Passage given:
◆ ◆ ◆
Control of Multiple Energy Storages In A Microgrid

Abstract

A method performed by a network controller of an electrical microgrid having a plurality of energy storages. Each of the energy storages is associated with a respective storage controller. The method includes receiving information about a measurement made at a remote location in the microgrid. The method also includes obtaining respective participation factors in respect of the remote location for each of at least a first energy storage and a second energy storage of the plurality of energy storages. The method also includes obtaining respective states of charge for each of the at least first and second energy storages. The method also includes, for each of the at least first and second energy storages, calculating a reference value for the energy storage, and sending the reference value to the storage controller with which the energy storage is associated. The calculating includes calculating the reference value based on the obtained participation factors and the obtained states of charge.

Claims

1. A method performed by a network controller (4) of an electrical power microgrid (1) comprising a plurality of energy storages (2), each energy storage being associated with a respective storage controller (3), the method comprising: receiving (S1) information about a measurement made at a remote location (RL) in the microgrid; obtaining (S2) respective participation factors in respect of the remote location for each of at least a first energy storage (2a) and a second energy storage (2b) of the plurality of energy storages; obtaining (S3) respective states of charge of each of said at least first and second energy storages; and for each of the at least first and second energy storages (2a/2b): calculating (S4) a reference value for the energy storage, and sending (S5) the reference value to the storage controller (3a/3b) with which the energy storage is associated; wherein the calculating (S4) comprises calculating the reference value based on the obtained (S2) participation factors and the obtained (S3) states of charge.

2. The method of claim 1, wherein the calculating (S4) comprises calculating the reference value based also on received information about respective statuses of circuit breakers (7) in the microgrid (1).

3. The method of any preceding claim, wherein the measurement comprises a voltage measurement and the reference value is for a voltage reference of the energy storage (2), and/or wherein the measurement comprises a current measurement and the reference value is for a current reference of the energy storage (2).

4. The method of any preceding claim, wherein the obtaining (S2) of participation factors comprises obtaining participation factors for current control mode and/or for voltage control mode of the microgrid (1).

5. The method of any preceding claim, wherein the obtaining (S2) of participation factors comprises receiving the participation factors from the respective storage controllers (3) and/or from an operating system of the microgrid (1), e.g. a supervisory control and data acquisition, SCADA, operating system.

6. The method of any preceding claim, wherein the measurement indicates that the microgrid (1) has been islanded.
◆ ◆ ◆
(Coordinate annotation records)
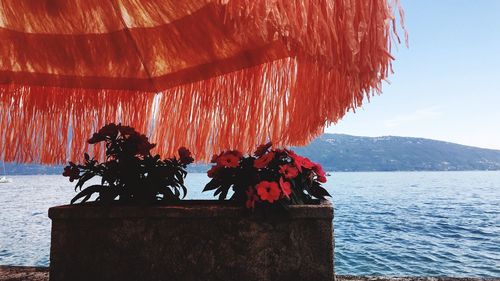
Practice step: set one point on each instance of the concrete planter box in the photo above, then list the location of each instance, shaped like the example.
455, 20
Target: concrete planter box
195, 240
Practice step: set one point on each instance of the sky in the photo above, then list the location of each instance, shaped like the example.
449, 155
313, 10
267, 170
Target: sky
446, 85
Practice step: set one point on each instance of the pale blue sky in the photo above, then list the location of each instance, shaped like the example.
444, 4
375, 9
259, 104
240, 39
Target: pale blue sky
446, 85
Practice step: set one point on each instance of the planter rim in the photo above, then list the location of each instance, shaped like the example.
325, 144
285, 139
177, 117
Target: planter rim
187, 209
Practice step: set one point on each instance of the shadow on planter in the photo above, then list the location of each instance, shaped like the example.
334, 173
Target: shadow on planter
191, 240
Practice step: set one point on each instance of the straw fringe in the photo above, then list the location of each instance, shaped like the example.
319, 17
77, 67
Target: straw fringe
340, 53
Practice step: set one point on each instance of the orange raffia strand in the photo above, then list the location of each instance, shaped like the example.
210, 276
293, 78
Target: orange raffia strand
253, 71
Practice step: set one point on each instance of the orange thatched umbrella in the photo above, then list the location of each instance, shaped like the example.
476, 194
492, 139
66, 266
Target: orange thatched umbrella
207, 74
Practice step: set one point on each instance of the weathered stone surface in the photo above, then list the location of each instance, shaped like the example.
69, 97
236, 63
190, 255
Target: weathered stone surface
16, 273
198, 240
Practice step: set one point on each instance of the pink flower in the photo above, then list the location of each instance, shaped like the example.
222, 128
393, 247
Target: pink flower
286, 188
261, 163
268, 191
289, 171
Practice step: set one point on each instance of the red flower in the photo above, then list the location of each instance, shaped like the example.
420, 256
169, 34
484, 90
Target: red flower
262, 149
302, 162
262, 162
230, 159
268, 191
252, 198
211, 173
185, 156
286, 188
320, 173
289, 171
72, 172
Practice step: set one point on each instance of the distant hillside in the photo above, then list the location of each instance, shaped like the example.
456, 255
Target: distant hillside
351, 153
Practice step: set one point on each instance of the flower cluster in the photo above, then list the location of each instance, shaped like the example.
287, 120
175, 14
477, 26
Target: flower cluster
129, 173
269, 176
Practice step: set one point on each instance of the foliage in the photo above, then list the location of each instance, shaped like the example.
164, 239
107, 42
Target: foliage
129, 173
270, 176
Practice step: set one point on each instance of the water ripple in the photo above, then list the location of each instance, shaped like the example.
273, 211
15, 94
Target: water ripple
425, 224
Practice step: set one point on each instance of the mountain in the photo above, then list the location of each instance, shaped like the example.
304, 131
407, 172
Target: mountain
◆ ◆ ◆
Given exercise A:
Check each statement against the microgrid control text and answer yes or no, quoting the words that decide it: (i) each energy storage has its own storage controller; (ii) the reference value is calculated from participation factors and states of charge; (iii) the measurement is taken at the location of the network controller.
Given exercise B:
Output the microgrid control text from "3. The method" to "energy storage (2).".

Exercise solution A:
(i) Yes: "Each of the energy storages is associated with a respective storage controller."
(ii) Yes: "The calculating includes calculating the reference value based on the obtained participation factors and the obtained states of charge."
(iii) No: "receiving information about a measurement made at a remote location in the microgrid"

Exercise solution B:
3. The method of any preceding claim, wherein the measurement comprises a voltage measurement and the reference value is for a voltage reference of the energy storage (2), and/or wherein the measurement comprises a current measurement and the reference value is for a current reference of the energy storage (2).